(Stored data entries)
******************************

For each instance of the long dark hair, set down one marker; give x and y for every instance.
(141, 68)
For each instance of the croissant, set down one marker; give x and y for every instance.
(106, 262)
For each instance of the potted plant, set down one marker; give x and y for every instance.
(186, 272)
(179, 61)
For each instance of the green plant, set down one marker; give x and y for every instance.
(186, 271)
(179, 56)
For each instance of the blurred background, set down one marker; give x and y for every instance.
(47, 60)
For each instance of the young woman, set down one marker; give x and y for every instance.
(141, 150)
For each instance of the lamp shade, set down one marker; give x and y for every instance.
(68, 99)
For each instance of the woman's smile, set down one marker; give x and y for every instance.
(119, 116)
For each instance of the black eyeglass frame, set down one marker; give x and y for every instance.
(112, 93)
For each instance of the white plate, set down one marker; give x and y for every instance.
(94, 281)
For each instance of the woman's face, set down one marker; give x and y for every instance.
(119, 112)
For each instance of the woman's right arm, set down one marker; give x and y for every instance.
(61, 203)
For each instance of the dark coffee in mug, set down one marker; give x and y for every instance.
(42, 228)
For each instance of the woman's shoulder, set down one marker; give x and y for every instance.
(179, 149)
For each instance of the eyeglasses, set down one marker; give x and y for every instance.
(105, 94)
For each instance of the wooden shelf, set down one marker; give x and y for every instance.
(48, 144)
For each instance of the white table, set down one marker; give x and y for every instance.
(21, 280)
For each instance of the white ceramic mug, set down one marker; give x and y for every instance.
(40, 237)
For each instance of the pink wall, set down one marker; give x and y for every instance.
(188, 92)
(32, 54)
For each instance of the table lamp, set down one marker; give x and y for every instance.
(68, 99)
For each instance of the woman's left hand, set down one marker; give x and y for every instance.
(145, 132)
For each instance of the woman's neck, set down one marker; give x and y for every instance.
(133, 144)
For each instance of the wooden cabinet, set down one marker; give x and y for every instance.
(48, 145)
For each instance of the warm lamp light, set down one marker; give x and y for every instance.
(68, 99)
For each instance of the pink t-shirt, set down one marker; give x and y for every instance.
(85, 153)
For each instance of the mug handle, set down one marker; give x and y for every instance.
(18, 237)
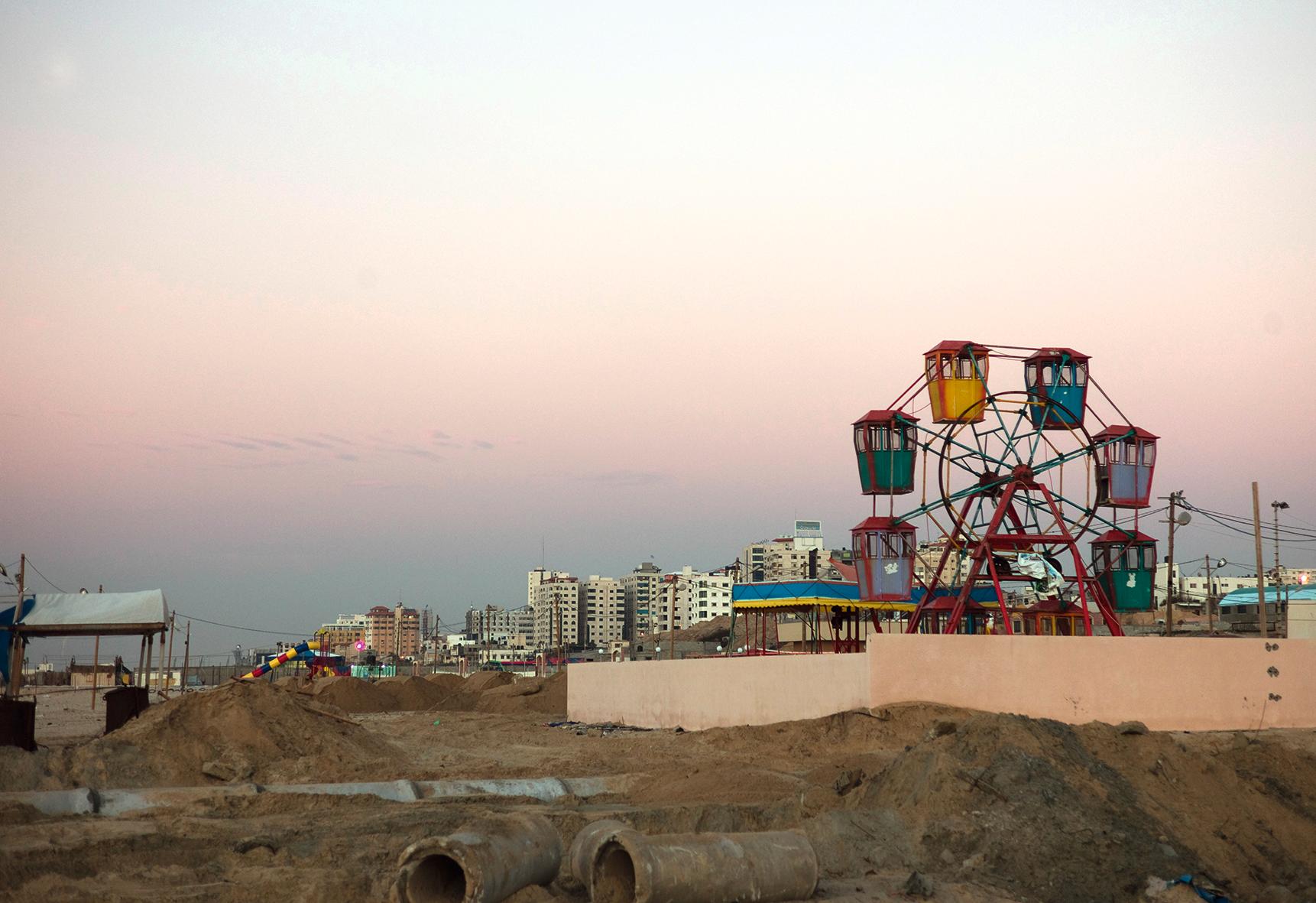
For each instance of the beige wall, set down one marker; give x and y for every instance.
(711, 693)
(1169, 684)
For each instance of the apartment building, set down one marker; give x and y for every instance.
(640, 589)
(689, 596)
(393, 631)
(787, 557)
(558, 614)
(497, 624)
(605, 609)
(533, 581)
(344, 633)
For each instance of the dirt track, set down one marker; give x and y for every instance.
(990, 806)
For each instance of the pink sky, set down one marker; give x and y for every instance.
(306, 310)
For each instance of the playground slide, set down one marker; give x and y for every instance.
(286, 656)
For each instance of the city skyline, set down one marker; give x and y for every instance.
(304, 308)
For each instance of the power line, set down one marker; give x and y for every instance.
(44, 577)
(238, 627)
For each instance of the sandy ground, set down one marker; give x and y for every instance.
(990, 807)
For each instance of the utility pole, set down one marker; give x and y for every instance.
(16, 649)
(1169, 576)
(187, 649)
(1211, 612)
(1261, 576)
(1277, 507)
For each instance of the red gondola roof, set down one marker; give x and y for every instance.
(956, 346)
(885, 416)
(1120, 538)
(1117, 430)
(882, 525)
(1053, 607)
(948, 602)
(1049, 353)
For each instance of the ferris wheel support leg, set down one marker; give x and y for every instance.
(1084, 583)
(1000, 598)
(953, 540)
(981, 556)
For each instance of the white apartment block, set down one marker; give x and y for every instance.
(499, 620)
(640, 589)
(605, 609)
(689, 596)
(927, 558)
(783, 558)
(534, 578)
(557, 612)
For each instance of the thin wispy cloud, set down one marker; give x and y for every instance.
(627, 478)
(269, 443)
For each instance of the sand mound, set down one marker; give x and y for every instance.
(293, 682)
(352, 694)
(235, 732)
(991, 790)
(482, 680)
(412, 694)
(548, 695)
(448, 680)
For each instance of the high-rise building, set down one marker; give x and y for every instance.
(393, 631)
(809, 534)
(689, 596)
(783, 558)
(639, 589)
(344, 633)
(605, 609)
(534, 578)
(557, 614)
(499, 622)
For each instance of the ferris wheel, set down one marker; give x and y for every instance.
(1010, 479)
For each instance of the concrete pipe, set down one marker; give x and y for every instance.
(485, 861)
(586, 846)
(767, 866)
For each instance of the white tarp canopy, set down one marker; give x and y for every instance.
(71, 614)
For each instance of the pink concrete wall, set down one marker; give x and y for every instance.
(1168, 684)
(712, 693)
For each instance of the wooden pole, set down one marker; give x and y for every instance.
(187, 647)
(16, 645)
(1169, 576)
(1211, 614)
(1261, 578)
(167, 684)
(151, 653)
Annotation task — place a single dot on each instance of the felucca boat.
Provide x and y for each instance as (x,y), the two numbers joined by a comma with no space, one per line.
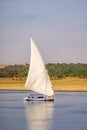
(38,79)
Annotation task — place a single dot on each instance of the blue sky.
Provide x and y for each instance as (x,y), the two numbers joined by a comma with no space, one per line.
(59,28)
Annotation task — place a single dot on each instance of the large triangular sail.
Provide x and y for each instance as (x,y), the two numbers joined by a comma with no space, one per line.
(38,79)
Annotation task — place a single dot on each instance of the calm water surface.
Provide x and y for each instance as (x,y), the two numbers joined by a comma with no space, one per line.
(68,112)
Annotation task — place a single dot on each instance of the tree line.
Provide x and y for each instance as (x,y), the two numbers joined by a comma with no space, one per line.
(55,70)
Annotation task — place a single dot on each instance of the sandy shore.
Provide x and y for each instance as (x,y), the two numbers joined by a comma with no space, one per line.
(66,84)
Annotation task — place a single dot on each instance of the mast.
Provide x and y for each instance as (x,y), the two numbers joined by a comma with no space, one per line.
(38,79)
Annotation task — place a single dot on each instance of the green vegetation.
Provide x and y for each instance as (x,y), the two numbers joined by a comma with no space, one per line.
(55,71)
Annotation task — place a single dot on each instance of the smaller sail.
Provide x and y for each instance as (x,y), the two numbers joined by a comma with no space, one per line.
(38,79)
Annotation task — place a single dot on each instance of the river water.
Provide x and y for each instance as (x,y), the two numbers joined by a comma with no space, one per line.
(67,112)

******************************

> [ASSIGNED TASK]
Each line above should be set down exactly as written, with pictures excluded.

> [RESPONSE AREA]
For each instance of the long dark hair, set down one marker; give x and y for every instance.
(141, 68)
For each instance of the croissant, set down one marker; give x and y for every instance.
(106, 262)
For each instance of the potted plant, set down one marker; give x and y for every instance.
(186, 272)
(179, 61)
For each instance of the green plant, set down one marker; give x and y for every instance.
(186, 271)
(179, 56)
For each instance of the blurred background, set down one marker; give x and y for every instance.
(47, 60)
For each instance of the young woman, set down one marker; give x and y for every instance.
(141, 150)
For each instance of the lamp shade, set down one marker; give x and y for every instance.
(68, 99)
For each instance of the woman's smile, set down one marker; give x and y for every instance.
(119, 116)
For each instance of the black eyeglass frame, set down one marker; give x and y for every instance.
(112, 93)
For each instance of the white plate, set down one marker; give x and y for every instance.
(94, 281)
For each instance of the woman's face, set down one marker; give x and y for every instance.
(119, 112)
For each instance of the woman's right arm, set down one marker; give x and y for every instance.
(61, 203)
For each instance of the dark coffee in mug, set down one marker; give x and y for every instance.
(42, 228)
For each instance of the woman's shoulder, set down one marker; give x and y for every instance.
(179, 149)
For each instance of the eyeglasses, set down one marker; give x and y for every instance.
(105, 94)
For each instance of the wooden shelf, set down one marker; give x and y for every instance.
(48, 144)
For each instance of the white table, set down one marker; give x and y for every instance.
(21, 280)
For each instance of the white ceramic mug, set down one marker; give x and y for every instance.
(40, 237)
For each instance of the pink wall, set down one marker; give x and y for every instance.
(188, 92)
(32, 54)
For each instance of the table lamp, set down one marker; give x and y for every instance.
(68, 99)
For each instance of the woman's left hand, set down one marker; give x and y for every instance.
(145, 132)
For each instance of the woman's neck, set down one marker; give x and y for every instance.
(133, 144)
For each instance of the wooden cabinet, set down one marker; give x and y for every instance.
(48, 145)
For each instance of the warm lamp light, set down one marker; give x and y for every instance.
(68, 99)
For each instance of the pink t-shirt, set down one marker; give x and y for every instance.
(85, 153)
For each instance of the mug handle, set down one marker; give x and y for every instance.
(18, 237)
For each instance of the beige wall, set down one marker; give x and y for every instance.
(711, 693)
(1169, 684)
For each instance of the apartment building, set down one marker; give x and y for every instance.
(640, 589)
(689, 596)
(393, 631)
(787, 557)
(558, 614)
(497, 624)
(605, 609)
(533, 581)
(344, 633)
For each instance of the dirt track, set down one marker; give x and y for every instance.
(990, 806)
For each instance of the pink sky, set down one marker; give x and y for every instance.
(306, 310)
For each instance of the playground slide, set down one marker; give x and y for every instance.
(286, 656)
For each instance of the city skyline, set down one marker; give x and y for every instance.
(304, 308)
For each instance of the power line, set down one marker; give x and y for every instance.
(44, 577)
(238, 627)
For each instance of the sandy ground, set down one marker; give x and y for every instance.
(990, 807)
For each instance of the utility pole, set down one marker; give x and y for every instance.
(16, 649)
(1169, 576)
(187, 649)
(1211, 612)
(1261, 576)
(1277, 507)
For each instance of the red gondola roof, set down one marker; give x and y for every instance.
(956, 346)
(885, 416)
(1120, 538)
(1117, 430)
(882, 525)
(1053, 607)
(948, 602)
(1049, 353)
For each instance of the ferris wheel support leg, set down one marker; give x and y for every instance.
(1084, 583)
(1000, 598)
(953, 540)
(981, 556)
For each instance of the white apartment block, set down one marker; give x and y for every instance.
(499, 620)
(640, 589)
(605, 609)
(689, 596)
(927, 558)
(783, 558)
(534, 578)
(557, 612)
For each instance of the thin wispy cloud, set down one marker; give x and y for every instance.
(627, 478)
(269, 443)
For each instance of the sand mound, set down one marker; give x and y for every instance.
(293, 682)
(352, 694)
(235, 732)
(991, 790)
(482, 680)
(412, 694)
(548, 695)
(448, 680)
For each instance of the high-rise building, set down one marker; give x and y for every instance.
(393, 631)
(809, 534)
(689, 596)
(783, 558)
(639, 589)
(344, 633)
(605, 609)
(534, 578)
(557, 614)
(499, 622)
For each instance of the ferris wheel, set down one marker; give x and y for every instance.
(1010, 479)
For each instance of the concrete pipe, set down one marker; give x and y for every instance.
(485, 861)
(586, 846)
(767, 866)
For each instance of the white tarp canopy, set down one marker; give x and y for every instance.
(71, 614)
For each instance of the pink concrete wall, set down one marker; give x and y for every instance.
(1168, 684)
(712, 693)
For each instance of the wooden pole, set down one marker; give x and y for every instance.
(187, 647)
(16, 645)
(1169, 576)
(1211, 614)
(1261, 578)
(167, 684)
(151, 653)
Annotation task — place a single dot on each instance of the felucca boat.
Provide x and y for each instance as (x,y), the two numbers joined by a comma with no space, one per line.
(38,79)
Annotation task — place a single dot on each instance of the blue sky.
Provide x and y for each instance as (x,y), the two numbers joined by a comma with no space, one per line.
(59,28)
Annotation task — place a single dot on each instance of the large triangular sail.
Provide x and y for each instance as (x,y), the two numbers joined by a comma with no space, one per line.
(38,79)
Annotation task — place a single dot on each instance of the calm water surface.
Provide x and y for each instance as (x,y), the two numbers joined by a comma with no space, one per line.
(68,112)
Annotation task — place a single dot on each instance of the tree line.
Provide x and y for each instance as (x,y), the two numbers joined by a comma with no space, one per line.
(55,70)
Annotation task — place a single dot on each instance of the sandy shore.
Provide x and y for each instance as (x,y), the two numbers joined by a comma with no space, one per line.
(66,84)
Annotation task — place a single dot on each instance of the mast.
Provide x and y for each instance as (x,y), the two numbers joined by a comma with no space, one per line.
(38,79)
Annotation task — place a single dot on each instance of the green vegetation.
Provide x and y for each instance as (x,y), the two numbers joined by a comma with no space, one per line.
(55,71)
Annotation task — place a single dot on each instance of the smaller sail.
Provide x and y for each instance as (x,y), the two numbers joined by a comma with no space, one per line.
(38,79)
Annotation task — place a single dot on each instance of the river water.
Provide x and y for each instance as (x,y), the two numbers joined by a comma with no space, one per line.
(67,112)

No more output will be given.